PAGE EXCERPT:
◇ ◇ ◇ ◇ ◇ ◇ ◇
Cuiviénen ‘Water of Awakening’ (Q.) – The name given in the traditions of the Eldar to the ancient lake, somewhere in the unknown East of Middle-earth, beside whose waters the Quendi ‘awoke’, far back in the deeps of time. The Grey-elven form of this name was Nen Echui.
Culúrien ‘The-Red-and-Gold’ (Q.) – One of the many names given by the Valar and Eldar to LAURELIN THE GOLDEN, one of the two trees of Valinor.
Curse of Mandos – The dreadful pronouncement of doom made upon the Noldor by the Vala Mandos, in Araman, after the rebellion of Fëanor and the Kinslaying at Alqualondë. It was the inevitable corollary to the Oath of Fëanor, and proved a truer set of fore-tellings. Also called the Prophecy of the North.
Curufin the Crafty – The fifth son of Fëanor, and that one of the seven brethren most like to their father both in temperament and abilities. (His name is but an adaptation of Fëanor’s own birth-name Curufinwë.) He was born in Valinor, and like all the Sons of Fëanor took the dreadful Oath that carried Fëanor’s host and the hosts of his allies back to Middle-earth. There Curufin held lands in league with his brother Celegorm, with whom he had most in common; and throughout the War he fought and schemed at Celegorm’s side. Nevertheless it may be suggested here that, apart from Fëanor himself, of all the Noldor who came back to Middle-earth in those days, Curufin seems to have been the most ‘evil’ (if evil is a word that can safely be applied to any of the Eldar). Certainly his were the most evil deeds, though it was perhaps his inheritance of character combined with the driving force of the Oath they had all taken which was ultimately responsible. Next to Fëanor himself, Curufin was the greatest craftsman of the Noldor, and great service he could have rendered; but in latter days he chose instead to scheme and plot and wage war against those whose interests were in common with his own. He was slain in the attack on Doriath, together with Celegorm and Caranthir. Curufin was the father of Celebrimbor
Curufinwë ‘The Skilful’ (Q.) – The birth-name of the Noldorin prince FËANOR given by his father Finwë.
◇ ◇ ◇ ◇ ◇ ◇ ◇
SUPPLIED INFORMATION:
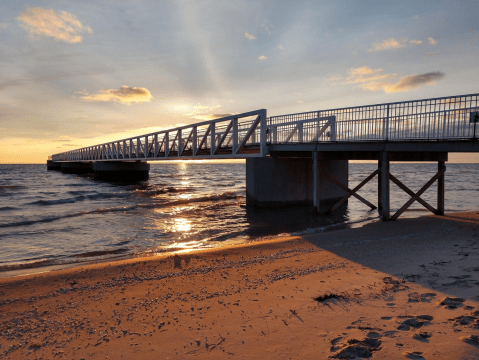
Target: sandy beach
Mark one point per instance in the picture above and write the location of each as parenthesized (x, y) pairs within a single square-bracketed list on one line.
[(389, 290)]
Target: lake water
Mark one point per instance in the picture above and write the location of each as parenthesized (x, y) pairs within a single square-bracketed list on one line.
[(49, 219)]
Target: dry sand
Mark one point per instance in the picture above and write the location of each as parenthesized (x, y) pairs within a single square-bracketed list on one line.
[(390, 290)]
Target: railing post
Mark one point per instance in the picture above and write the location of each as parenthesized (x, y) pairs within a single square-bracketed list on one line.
[(235, 135), (386, 128), (262, 138), (213, 138), (195, 140), (167, 144), (146, 147), (332, 123), (180, 142)]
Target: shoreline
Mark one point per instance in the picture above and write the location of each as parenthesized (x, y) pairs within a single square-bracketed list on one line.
[(405, 289)]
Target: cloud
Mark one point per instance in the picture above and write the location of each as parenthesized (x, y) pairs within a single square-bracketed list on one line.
[(388, 44), (408, 83), (376, 80), (416, 42), (46, 22), (207, 117), (124, 95), (393, 43)]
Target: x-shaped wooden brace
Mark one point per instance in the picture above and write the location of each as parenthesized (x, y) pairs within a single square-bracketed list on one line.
[(348, 190), (415, 196)]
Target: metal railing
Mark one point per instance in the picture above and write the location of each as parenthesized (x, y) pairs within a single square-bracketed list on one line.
[(241, 135), (447, 118), (248, 134)]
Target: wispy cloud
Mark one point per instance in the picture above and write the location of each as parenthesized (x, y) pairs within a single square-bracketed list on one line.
[(376, 80), (393, 43), (410, 82), (207, 117), (46, 22), (124, 95), (416, 42), (387, 44)]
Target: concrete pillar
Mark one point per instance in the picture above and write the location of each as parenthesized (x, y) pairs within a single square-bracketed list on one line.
[(440, 188), (276, 182), (121, 171), (53, 165), (384, 191), (77, 167)]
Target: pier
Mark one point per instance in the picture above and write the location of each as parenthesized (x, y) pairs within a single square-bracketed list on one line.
[(302, 159)]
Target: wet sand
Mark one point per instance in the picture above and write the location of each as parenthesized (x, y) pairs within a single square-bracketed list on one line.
[(406, 289)]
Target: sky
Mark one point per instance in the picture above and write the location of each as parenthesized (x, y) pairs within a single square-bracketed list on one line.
[(79, 73)]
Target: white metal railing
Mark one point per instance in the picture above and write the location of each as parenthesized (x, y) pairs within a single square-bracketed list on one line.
[(446, 118), (248, 134), (242, 135)]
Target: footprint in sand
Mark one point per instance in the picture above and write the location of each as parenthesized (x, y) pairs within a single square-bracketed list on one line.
[(471, 340), (422, 336), (354, 348), (416, 297), (415, 322), (416, 355), (452, 303)]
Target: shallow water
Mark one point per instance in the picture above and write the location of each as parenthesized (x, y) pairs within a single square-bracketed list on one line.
[(50, 218)]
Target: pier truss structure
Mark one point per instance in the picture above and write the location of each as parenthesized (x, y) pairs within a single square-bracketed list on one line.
[(416, 130)]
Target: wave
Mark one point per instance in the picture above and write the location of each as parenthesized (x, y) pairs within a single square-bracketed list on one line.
[(79, 198), (55, 218), (155, 192), (209, 198)]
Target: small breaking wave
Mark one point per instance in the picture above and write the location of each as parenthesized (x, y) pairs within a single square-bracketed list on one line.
[(55, 218), (79, 198), (231, 195)]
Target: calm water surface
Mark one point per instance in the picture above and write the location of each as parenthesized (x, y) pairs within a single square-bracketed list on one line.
[(50, 218)]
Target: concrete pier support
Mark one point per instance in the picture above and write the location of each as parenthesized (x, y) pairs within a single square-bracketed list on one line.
[(279, 182), (76, 167), (54, 165), (121, 171)]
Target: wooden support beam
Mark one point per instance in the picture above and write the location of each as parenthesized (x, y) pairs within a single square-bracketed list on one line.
[(440, 188), (384, 173), (411, 193), (345, 188), (316, 184), (353, 192), (416, 196)]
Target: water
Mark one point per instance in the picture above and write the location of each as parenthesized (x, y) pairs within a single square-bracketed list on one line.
[(49, 218)]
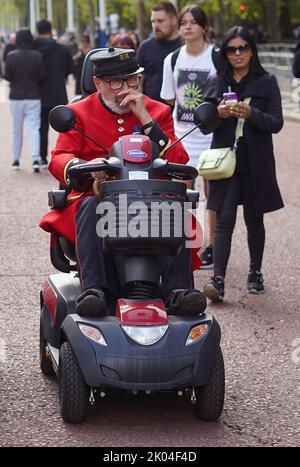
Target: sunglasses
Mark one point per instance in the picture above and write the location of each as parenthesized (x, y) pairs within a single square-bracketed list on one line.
[(243, 49), (117, 84)]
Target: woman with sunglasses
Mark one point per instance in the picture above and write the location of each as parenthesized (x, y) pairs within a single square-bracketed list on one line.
[(254, 182)]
◇ ◇ ◇ ◇ ◇ ◇ ◇
GIVEN PROBLEM:
Reproduce a passage from the glossary of Elvish names above without alteration, beginning at the words "Cuiviénen ‘Water of" and stopping after the words "was Nen Echui.".

RIGHT ANSWER:
Cuiviénen ‘Water of Awakening’ (Q.) – The name given in the traditions of the Eldar to the ancient lake, somewhere in the unknown East of Middle-earth, beside whose waters the Quendi ‘awoke’, far back in the deeps of time. The Grey-elven form of this name was Nen Echui.